*** Input data ***

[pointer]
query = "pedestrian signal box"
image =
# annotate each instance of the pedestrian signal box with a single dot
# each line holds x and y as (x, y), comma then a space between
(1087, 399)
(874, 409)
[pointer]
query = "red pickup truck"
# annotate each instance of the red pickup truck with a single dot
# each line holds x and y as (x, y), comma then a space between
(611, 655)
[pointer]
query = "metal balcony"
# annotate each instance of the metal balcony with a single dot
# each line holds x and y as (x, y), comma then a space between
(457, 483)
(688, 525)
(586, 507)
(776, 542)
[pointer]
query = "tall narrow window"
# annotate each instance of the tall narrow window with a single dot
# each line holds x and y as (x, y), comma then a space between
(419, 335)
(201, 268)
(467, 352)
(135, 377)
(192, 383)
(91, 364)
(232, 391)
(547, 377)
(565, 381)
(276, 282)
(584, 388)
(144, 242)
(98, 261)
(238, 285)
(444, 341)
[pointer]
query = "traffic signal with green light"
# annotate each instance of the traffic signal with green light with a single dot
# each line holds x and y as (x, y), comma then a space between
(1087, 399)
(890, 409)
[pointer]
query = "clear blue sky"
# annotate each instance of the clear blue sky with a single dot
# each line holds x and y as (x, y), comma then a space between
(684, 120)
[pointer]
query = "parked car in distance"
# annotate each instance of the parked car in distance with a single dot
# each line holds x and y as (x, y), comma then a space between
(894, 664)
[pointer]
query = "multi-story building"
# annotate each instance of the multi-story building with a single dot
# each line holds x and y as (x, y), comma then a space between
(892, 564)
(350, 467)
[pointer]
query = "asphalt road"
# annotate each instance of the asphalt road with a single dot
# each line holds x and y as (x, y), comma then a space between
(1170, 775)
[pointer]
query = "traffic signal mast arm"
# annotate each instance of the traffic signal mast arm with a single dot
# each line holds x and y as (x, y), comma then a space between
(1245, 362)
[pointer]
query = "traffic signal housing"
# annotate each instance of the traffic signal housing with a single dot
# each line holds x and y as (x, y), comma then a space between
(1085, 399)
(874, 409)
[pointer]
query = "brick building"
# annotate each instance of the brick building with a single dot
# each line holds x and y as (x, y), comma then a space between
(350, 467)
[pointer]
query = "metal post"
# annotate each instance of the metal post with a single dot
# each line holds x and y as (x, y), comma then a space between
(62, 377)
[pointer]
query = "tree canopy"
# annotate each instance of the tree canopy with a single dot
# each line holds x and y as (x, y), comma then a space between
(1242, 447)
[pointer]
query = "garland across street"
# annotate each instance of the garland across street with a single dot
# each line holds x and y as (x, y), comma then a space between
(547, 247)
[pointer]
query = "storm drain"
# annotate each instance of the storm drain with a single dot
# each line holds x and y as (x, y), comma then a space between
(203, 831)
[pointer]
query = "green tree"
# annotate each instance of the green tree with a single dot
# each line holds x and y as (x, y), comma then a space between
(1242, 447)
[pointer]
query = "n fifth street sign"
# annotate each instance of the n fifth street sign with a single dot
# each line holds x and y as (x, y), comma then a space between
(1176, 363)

***

What you should do: The lines above need to be restated word for word, all of them.

Response:
[pointer]
query = "pedestrian signal box"
image =
# annotate each instance of the pedestrian signal box with a single dot
# each line holds x and y as (x, y), comma then a space between
(1087, 399)
(874, 409)
[pointer]
query = "red pickup truck"
# annotate each instance of the red pickup truck with a single dot
# each line holds x and y as (x, y), comma then a space between
(611, 655)
[pointer]
query = "metal balcony"
# annotate each instance of the metal balcony with a single dot
# each line holds x and y as (x, y), comma then a space between
(457, 483)
(688, 525)
(586, 507)
(776, 542)
[pointer]
query = "tall narrow window"
# annotate each instance of the tall narrow window with a single dot
# each line holds x and y as (x, y), comma then a space between
(419, 335)
(201, 268)
(467, 352)
(135, 377)
(192, 383)
(91, 364)
(232, 391)
(547, 377)
(565, 381)
(276, 282)
(584, 388)
(144, 242)
(98, 261)
(238, 285)
(444, 341)
[pointer]
query = "traffic signal with green light"
# annotate each instance of the traffic signal with green light with a single dot
# each line holds x and y as (x, y), comma then a space between
(1087, 399)
(890, 409)
[pointer]
query = "clear blue sky"
# annotate each instance of the clear blue sky with a single dot
# each line holds x and y as (x, y), comma then a space between
(684, 120)
[pointer]
query = "parked car in distance"
# annotate each instance of the parked car in distance with a single dot
# each line holds x and y as (x, y), comma then a space between
(894, 664)
[pointer]
query = "multi-story building"
# annotate each instance of the multi-story building with a single dot
# each line holds x and y as (x, y), comma then a space between
(892, 564)
(350, 467)
[pointer]
query = "asphalt road"
# annotate each instance of the asphalt road with a single dot
# each line holds x and y as (x, y), comma then a space between
(1170, 775)
[pointer]
query = "traffic signal mast arm"
# annotate each instance of the traffic signal mast arm with a single dot
# each line holds x and y as (x, y), comma then a space between
(1245, 362)
[pointer]
query = "traffic signal housing"
# annotate each instance of the traffic signal housing with a single dot
# each line holds x and y as (x, y), comma then a space between
(1085, 399)
(874, 409)
[pointer]
query = "brick building"
# annotate each instance of the brick building with a single dot
# each line holds x and y as (x, y), comma then a space between
(350, 467)
[pointer]
query = "metal post"
# annotate each instance of the metal post with a single dot
# each line holds x and y as (x, y), comma then a space between
(62, 377)
[pointer]
query = "tree canopy"
# annotate each instance of the tree canopy with a single dot
# each line holds x and y as (x, y), comma then a space between
(1242, 447)
[pointer]
query = "garland across street"
# annotate each instance of the garland across street with a single dot
# each line holds x and y as (x, y), comma then a space between
(547, 247)
[pointer]
query = "storm drain"
# annotate each instance of the storm drain with a single dot
# each line holds x and y as (x, y), comma then a space between
(203, 831)
[pointer]
query = "green tree"
# annotate each instance of the green tree with a single dot
# each line holds x and y as (x, y), comma then a space between
(1242, 447)
[pointer]
query = "n fifth street sign"
# annotate each instance of the n fifth street sign with a single dot
# each line holds x and y as (x, y), comma then a space between
(1176, 363)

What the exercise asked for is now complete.